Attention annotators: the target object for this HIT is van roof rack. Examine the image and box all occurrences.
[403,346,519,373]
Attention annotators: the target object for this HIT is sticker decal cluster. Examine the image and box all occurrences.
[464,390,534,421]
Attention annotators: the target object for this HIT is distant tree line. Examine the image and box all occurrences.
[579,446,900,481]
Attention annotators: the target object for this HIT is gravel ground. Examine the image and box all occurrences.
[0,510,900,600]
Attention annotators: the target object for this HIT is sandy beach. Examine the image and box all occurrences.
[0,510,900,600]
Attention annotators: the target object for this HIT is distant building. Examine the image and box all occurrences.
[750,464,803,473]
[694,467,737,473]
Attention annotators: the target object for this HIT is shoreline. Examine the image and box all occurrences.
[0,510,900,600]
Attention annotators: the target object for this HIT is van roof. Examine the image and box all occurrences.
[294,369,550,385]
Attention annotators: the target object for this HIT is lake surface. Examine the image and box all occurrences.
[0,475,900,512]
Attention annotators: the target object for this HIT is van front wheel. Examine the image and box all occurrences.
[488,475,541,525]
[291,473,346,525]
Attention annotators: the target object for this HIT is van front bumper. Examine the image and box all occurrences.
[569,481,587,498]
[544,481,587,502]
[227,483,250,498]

EXERCISE — Copy every entry above word for word, without changing anything.

CORRECT OUTPUT —
Attention annotators: the target object for this HIT is van roof rack. Examine the image and box all occurrences.
[403,346,519,373]
Attention annotators: the target object for this HIT is sticker decal cluster. Examine the image and box all occurrences.
[464,390,534,421]
Attention annotators: the target object for this HIT is distant tree line. Examine the image and box all occurrences.
[579,446,900,481]
Attention annotators: the target object for this HIT is gravel ground. Examine the image and box all occurrences.
[0,510,900,600]
Attention annotators: the target object for this HIT is sandy beach. Examine the image and box all occurrences.
[0,510,900,600]
Attention annotators: the target object for this HIT is distant building. Examine the image and box all occurrences.
[750,464,803,473]
[694,467,737,473]
Attention annotators: the target object for this HIT is shoreline. Examine the image and box all occurrences.
[0,510,900,600]
Attention annotators: the target object for this HIT is van roof. Examine the image and box all occurrences.
[294,369,550,385]
Attention annotators: the target object for this HIT is lake surface. Examine the image and box all occurrences.
[0,475,900,512]
Attention annotators: the target object for this HIT is van front wheel. Examine the image and box all occurrences.
[488,475,541,525]
[291,473,346,525]
Attention annotators: the target object for this HIT is van front bumper. Examine the image and box all occurrences.
[569,481,587,498]
[544,481,587,502]
[227,483,250,498]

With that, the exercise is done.